_Required task:_
Copy out the entries word for word, beginning at the line that contains "For each instance of the brick building, set" and stopping after the last of the entries. Leave the pictures out of your answer.

_Supplied material:_

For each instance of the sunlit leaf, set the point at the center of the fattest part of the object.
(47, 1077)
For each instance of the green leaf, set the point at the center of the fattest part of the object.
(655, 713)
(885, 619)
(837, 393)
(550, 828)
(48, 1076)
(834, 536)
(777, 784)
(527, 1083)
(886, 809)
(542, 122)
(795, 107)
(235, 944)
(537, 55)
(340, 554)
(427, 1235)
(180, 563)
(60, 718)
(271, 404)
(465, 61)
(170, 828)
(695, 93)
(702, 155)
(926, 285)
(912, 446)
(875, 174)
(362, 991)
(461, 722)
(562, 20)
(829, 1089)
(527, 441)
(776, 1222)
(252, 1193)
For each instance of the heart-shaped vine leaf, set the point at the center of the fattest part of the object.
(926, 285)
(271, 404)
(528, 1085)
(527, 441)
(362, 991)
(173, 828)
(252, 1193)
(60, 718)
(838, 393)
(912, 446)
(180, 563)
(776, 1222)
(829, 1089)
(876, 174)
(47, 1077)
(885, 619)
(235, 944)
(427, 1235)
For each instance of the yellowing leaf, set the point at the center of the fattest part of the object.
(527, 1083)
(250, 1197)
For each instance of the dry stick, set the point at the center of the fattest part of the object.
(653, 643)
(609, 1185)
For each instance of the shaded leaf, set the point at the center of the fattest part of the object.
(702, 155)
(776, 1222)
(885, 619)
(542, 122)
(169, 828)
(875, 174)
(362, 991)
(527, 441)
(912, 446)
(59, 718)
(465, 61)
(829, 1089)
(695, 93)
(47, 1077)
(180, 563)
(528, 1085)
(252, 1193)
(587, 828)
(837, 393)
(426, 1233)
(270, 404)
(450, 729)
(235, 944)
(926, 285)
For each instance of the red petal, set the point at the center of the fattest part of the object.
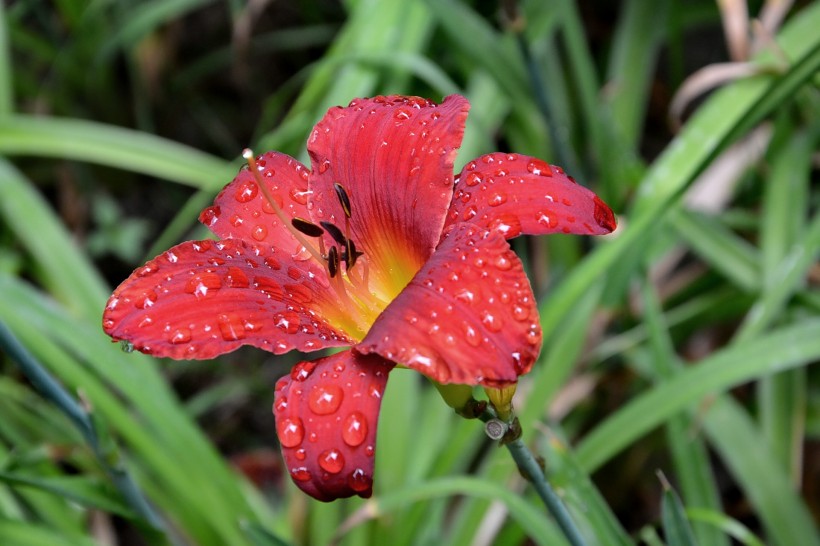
(394, 156)
(515, 194)
(327, 412)
(469, 316)
(205, 298)
(240, 211)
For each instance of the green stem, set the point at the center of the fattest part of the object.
(533, 473)
(52, 390)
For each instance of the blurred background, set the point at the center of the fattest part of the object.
(682, 344)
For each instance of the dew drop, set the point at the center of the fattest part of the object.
(493, 323)
(302, 371)
(332, 460)
(259, 232)
(231, 327)
(472, 336)
(503, 263)
(300, 474)
(520, 313)
(182, 335)
(497, 199)
(287, 321)
(473, 179)
(209, 216)
(291, 431)
(539, 167)
(236, 278)
(299, 196)
(246, 191)
(325, 399)
(145, 299)
(359, 481)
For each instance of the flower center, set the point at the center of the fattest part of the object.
(361, 305)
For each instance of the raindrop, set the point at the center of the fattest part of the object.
(302, 371)
(300, 474)
(182, 335)
(493, 323)
(472, 336)
(246, 191)
(325, 399)
(259, 232)
(469, 213)
(288, 321)
(146, 298)
(209, 216)
(291, 431)
(299, 196)
(231, 327)
(332, 460)
(503, 263)
(520, 313)
(236, 278)
(473, 179)
(539, 167)
(497, 199)
(359, 481)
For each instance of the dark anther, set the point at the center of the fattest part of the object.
(308, 228)
(333, 261)
(350, 254)
(335, 232)
(341, 193)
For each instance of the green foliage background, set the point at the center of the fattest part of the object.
(681, 344)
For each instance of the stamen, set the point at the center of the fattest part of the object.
(333, 261)
(350, 255)
(247, 153)
(341, 193)
(308, 228)
(335, 232)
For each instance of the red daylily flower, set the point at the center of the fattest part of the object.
(386, 252)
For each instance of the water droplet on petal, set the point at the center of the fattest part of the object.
(332, 460)
(300, 474)
(359, 481)
(259, 232)
(473, 179)
(493, 323)
(471, 335)
(354, 429)
(325, 399)
(503, 263)
(181, 335)
(302, 371)
(291, 431)
(246, 191)
(497, 199)
(145, 299)
(231, 327)
(538, 167)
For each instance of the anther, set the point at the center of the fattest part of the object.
(341, 193)
(333, 261)
(308, 228)
(350, 254)
(335, 232)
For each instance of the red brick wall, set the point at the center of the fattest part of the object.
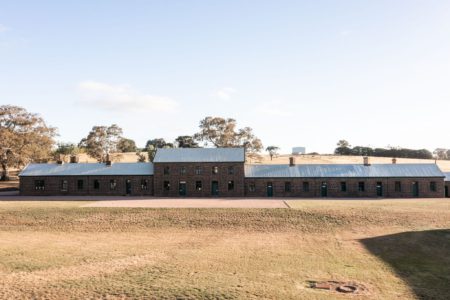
(334, 187)
(53, 185)
(206, 178)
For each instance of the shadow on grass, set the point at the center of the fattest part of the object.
(421, 259)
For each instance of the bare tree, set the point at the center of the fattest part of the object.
(25, 138)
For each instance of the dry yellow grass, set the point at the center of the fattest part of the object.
(59, 250)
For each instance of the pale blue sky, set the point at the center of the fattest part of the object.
(300, 73)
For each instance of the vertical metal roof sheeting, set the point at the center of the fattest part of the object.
(349, 170)
(164, 155)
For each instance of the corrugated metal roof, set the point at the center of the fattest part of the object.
(336, 170)
(200, 155)
(87, 169)
(447, 176)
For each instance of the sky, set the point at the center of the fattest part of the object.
(300, 73)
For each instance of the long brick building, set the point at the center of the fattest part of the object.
(222, 172)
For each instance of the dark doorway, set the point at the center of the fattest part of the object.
(182, 188)
(415, 189)
(215, 188)
(379, 189)
(128, 187)
(324, 189)
(269, 189)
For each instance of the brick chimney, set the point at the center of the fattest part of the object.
(291, 161)
(366, 161)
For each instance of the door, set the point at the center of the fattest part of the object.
(415, 189)
(269, 189)
(324, 189)
(182, 188)
(379, 189)
(128, 187)
(215, 188)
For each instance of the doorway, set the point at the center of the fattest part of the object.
(415, 189)
(324, 189)
(269, 189)
(379, 189)
(182, 188)
(215, 188)
(128, 187)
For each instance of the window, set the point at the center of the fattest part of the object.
(230, 185)
(112, 184)
(287, 187)
(166, 185)
(433, 186)
(166, 170)
(398, 186)
(343, 186)
(306, 186)
(144, 184)
(198, 170)
(39, 185)
(183, 171)
(215, 170)
(64, 185)
(361, 186)
(231, 170)
(198, 185)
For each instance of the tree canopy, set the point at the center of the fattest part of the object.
(25, 137)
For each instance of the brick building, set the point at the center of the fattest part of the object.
(82, 179)
(222, 172)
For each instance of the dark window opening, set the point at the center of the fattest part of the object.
(230, 185)
(112, 184)
(183, 171)
(398, 186)
(144, 184)
(166, 185)
(39, 185)
(433, 187)
(361, 186)
(64, 185)
(230, 170)
(287, 187)
(166, 170)
(306, 186)
(198, 170)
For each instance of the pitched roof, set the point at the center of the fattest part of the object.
(447, 176)
(200, 155)
(87, 169)
(337, 170)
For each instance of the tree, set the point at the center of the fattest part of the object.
(273, 150)
(65, 149)
(25, 138)
(343, 148)
(186, 141)
(221, 132)
(152, 145)
(101, 141)
(126, 145)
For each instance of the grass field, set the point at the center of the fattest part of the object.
(59, 250)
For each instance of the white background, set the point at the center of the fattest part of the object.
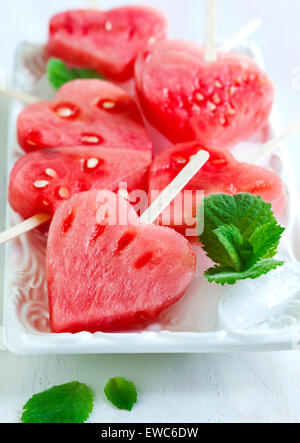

_Response to the task:_
For each instance of the brick building, set the point at the center of the fattest part of the object.
(82, 179)
(222, 172)
For each instance of the dark window opening, set the point at the center of the fattest part of the object.
(230, 185)
(112, 184)
(183, 171)
(398, 186)
(144, 184)
(166, 185)
(39, 185)
(433, 187)
(361, 186)
(64, 185)
(230, 170)
(287, 187)
(166, 170)
(306, 186)
(198, 170)
For each instance of the pitched roof, set the point at the center of the fattest part of the object.
(447, 176)
(200, 155)
(87, 169)
(337, 170)
For each instance of the tree, set the point at the center of the fattest part of the object.
(273, 150)
(65, 149)
(25, 138)
(343, 148)
(186, 141)
(221, 132)
(152, 145)
(101, 141)
(126, 145)
For each instance of the grass field, set the point at the center of the fattest part of the object.
(59, 250)
For each instance of the white background, set the point at the center of the fattest part of the object.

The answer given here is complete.